__WHAT THE TASK REQUIRES__. In the listing below, pick out lines with "measured".

__SUPPLIED MATERIAL__.
= Beginning of Section =

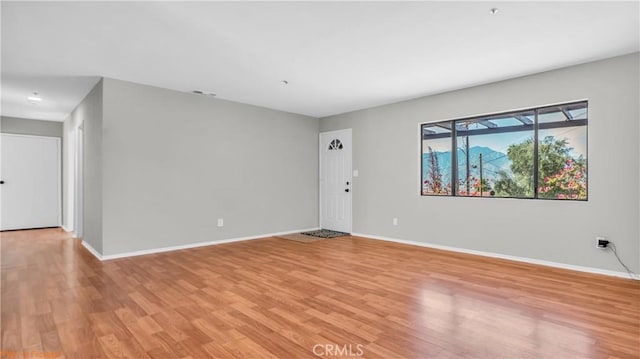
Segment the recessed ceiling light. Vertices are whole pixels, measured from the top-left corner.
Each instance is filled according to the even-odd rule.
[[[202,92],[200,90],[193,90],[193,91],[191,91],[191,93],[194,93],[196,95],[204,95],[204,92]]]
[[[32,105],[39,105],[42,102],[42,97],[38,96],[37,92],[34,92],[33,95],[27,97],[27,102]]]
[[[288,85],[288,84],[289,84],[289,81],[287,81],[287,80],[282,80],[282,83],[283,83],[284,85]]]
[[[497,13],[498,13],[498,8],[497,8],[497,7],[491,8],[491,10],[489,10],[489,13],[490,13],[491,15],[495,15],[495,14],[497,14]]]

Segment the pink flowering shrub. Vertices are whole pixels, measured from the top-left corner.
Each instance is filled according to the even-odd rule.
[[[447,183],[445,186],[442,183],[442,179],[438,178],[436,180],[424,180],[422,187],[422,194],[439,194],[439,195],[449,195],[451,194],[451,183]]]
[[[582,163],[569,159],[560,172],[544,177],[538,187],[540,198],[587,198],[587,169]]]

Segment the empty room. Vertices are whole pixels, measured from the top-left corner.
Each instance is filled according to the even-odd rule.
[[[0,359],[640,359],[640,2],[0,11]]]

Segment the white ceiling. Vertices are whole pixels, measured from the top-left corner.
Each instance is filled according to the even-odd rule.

= End of Section =
= Beginning of Section =

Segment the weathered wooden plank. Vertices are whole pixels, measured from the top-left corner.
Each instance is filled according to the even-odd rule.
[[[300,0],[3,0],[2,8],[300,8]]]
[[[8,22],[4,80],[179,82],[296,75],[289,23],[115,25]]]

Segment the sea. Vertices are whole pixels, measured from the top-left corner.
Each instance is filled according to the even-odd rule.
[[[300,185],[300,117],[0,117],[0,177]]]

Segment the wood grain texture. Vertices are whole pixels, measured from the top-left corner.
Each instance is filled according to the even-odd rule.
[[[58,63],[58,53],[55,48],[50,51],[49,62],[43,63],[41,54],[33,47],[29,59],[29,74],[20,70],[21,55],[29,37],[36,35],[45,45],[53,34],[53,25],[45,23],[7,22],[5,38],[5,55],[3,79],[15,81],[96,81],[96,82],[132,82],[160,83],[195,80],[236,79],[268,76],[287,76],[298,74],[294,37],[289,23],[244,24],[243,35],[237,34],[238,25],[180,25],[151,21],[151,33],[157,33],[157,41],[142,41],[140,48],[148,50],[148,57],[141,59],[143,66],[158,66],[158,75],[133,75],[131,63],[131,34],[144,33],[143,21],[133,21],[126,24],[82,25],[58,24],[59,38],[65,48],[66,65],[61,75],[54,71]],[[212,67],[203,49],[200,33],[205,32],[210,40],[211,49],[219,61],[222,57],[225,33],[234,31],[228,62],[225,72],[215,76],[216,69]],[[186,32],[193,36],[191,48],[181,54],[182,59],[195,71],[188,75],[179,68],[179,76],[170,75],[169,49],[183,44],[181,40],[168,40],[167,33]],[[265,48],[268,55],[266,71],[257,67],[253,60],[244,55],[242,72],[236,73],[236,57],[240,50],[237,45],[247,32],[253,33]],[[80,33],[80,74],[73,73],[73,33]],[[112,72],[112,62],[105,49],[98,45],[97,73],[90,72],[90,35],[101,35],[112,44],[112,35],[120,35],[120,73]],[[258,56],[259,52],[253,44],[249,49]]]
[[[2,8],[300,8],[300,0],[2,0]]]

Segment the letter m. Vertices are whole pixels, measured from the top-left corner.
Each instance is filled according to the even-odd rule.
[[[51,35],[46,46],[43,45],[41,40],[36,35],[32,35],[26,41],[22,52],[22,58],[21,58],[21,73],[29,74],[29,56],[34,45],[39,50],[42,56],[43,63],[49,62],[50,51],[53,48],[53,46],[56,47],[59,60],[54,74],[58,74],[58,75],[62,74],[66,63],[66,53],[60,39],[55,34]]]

= End of Section =

__PROBLEM SOLUTION__.
Segment the recessed ceiling light. Vertices are whole pixels, measured from the top-left corner.
Segment the pink flowering shrub. Vertices are whole pixels, measured from the top-left corner.
Segment the empty room. Vertices are whole pixels, measured from the top-left corner.
Segment the white ceiling. Vertices are whole pixels, measured from the top-left corner.
Segment the weathered wooden plank. Vertices are whole pixels, measured from the top-left corner.
Segment the sea. Vertices are whole pixels, measured from the top-left corner.
Segment the wood grain texture. Vertices are whole pixels, measured from the top-left corner.
Segment the letter m. Vertices are whole pixels, measured from the top-left corner.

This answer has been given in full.